• [Written request A] In the forum thread's English translation, what theme does neocalvinism propose in place of the nature-grace theme?
• [Written request B] Duplicate a stretch of the forum thread word for word, beginning at the words "What do people" and stopping after the words "for covenant theology.".
• [Written request C] List the usernames that appear as post headings in the forum thread.

• [Text passage]
# Neocalvinist Model?



## py3ak (Dec 18, 2009)

I found this post very fascinating.

The concluding paragraph especially grabbed my attention. 



> En segundo lugar, consideramos que su análisis crítico de la concepción católica romana del motivo naturaleza-gracia está hecho exclusivamente desde la perspectiva de la teología neocalvinista. Se puede decir que uno de los principios fundamentales del neocalvinismo es, en su afán por secularizar la Iglesia, la negación del motivo naturaleza-gracia y la propuesta de su sustitución por el motivo creación-caída-redención. Es cierto que De Chirico señala que su crítica está hecha en la perspectiva del neocalvinismo, pero, a su vez, sería necesario también precisar (lo hacemos nosotros) que no hay que confundir neocalvinismo con teología reformada clásica. Los Reformadores y las Confesiones de fe de la Reforma eran por completo ajenos a esta alergia contemporánea por el motivo naturaleza-gracia, sobrevenida a partir de finales del siglo XIX a raíz de la teología del pastor, teólogo y jefe de estado holandés, Abraham Kuyper. Se puede criticar, desde una perspectiva reformada, la comprensión católica romana del motivo naturaleza-gracia sin por ello llegar a negar el motivo completamente. Aunque no suele verse convenientemente, esta negación es de una importancia teológica extraordinaria y ha introducido una serie de graves tensiones en prácticamente todos los órdenes de la teología reformada, conocida como la teología de la alianza. Habría, sin duda, mucho que hablar en este sentido, pero tampoco es este el momento, más adecuado para hacerlo.



What do people here think? For convenience, a rough translation of the most intriguing phrases.

_It can be said that one of the fundamental principles of neocalvinism, in its zeal to secularize the church, is the denial of the nature-grace theme and the proposal to substitute for it the creation-fall-redemption theme._

_...neocalvinism ought not be confused with classic Reformed theology._

_The Reformers and the Confesions of faith from the Reformation are quite distant from the contemporary allergy to the nature-grace theme...._

_From a Reformed perspective, the Roman Catholic understanding of the nature-grace theme can be criticized, without on that account denying the theme altogether._

He also asserts that such a denial has implications for covenant theology.


----------



## SolaScriptura (Dec 18, 2009)

No hablo Espanol, ese!


----------



## Scott1 (Dec 18, 2009)

What do we understand by the term "nature-grace theme?"

or, perhaps,

"Que quiere decir 'nature-grace theme' en ingles inteligible?"


----------



## Christusregnat (Dec 18, 2009)

Joshua said:


> Hay un mono que es muy differente. El mono es muy pobre porque no tiene zapatos. Hay una vaca. La vaca es muy rica proque tiene una casa.

• [Data block]

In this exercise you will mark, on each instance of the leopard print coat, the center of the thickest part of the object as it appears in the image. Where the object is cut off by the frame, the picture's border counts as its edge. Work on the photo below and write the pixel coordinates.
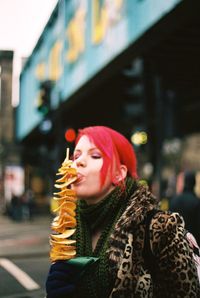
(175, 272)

• [Written solution A] The creation-fall-redemption theme.

• [Written solution B]
What do people here think? For convenience, a rough translation of the most intriguing phrases.

_It can be said that one of the fundamental principles of neocalvinism, in its zeal to secularize the church, is the denial of the nature-grace theme and the proposal to substitute for it the creation-fall-redemption theme._

_...neocalvinism ought not be confused with classic Reformed theology._

_The Reformers and the Confesions of faith from the Reformation are quite distant from the contemporary allergy to the nature-grace theme...._

_From a Reformed perspective, the Roman Catholic understanding of the nature-grace theme can be criticized, without on that account denying the theme altogether._

He also asserts that such a denial has implications for covenant theology.

• [Written solution C] py3ak, SolaScriptura, Scott1, Christusregnat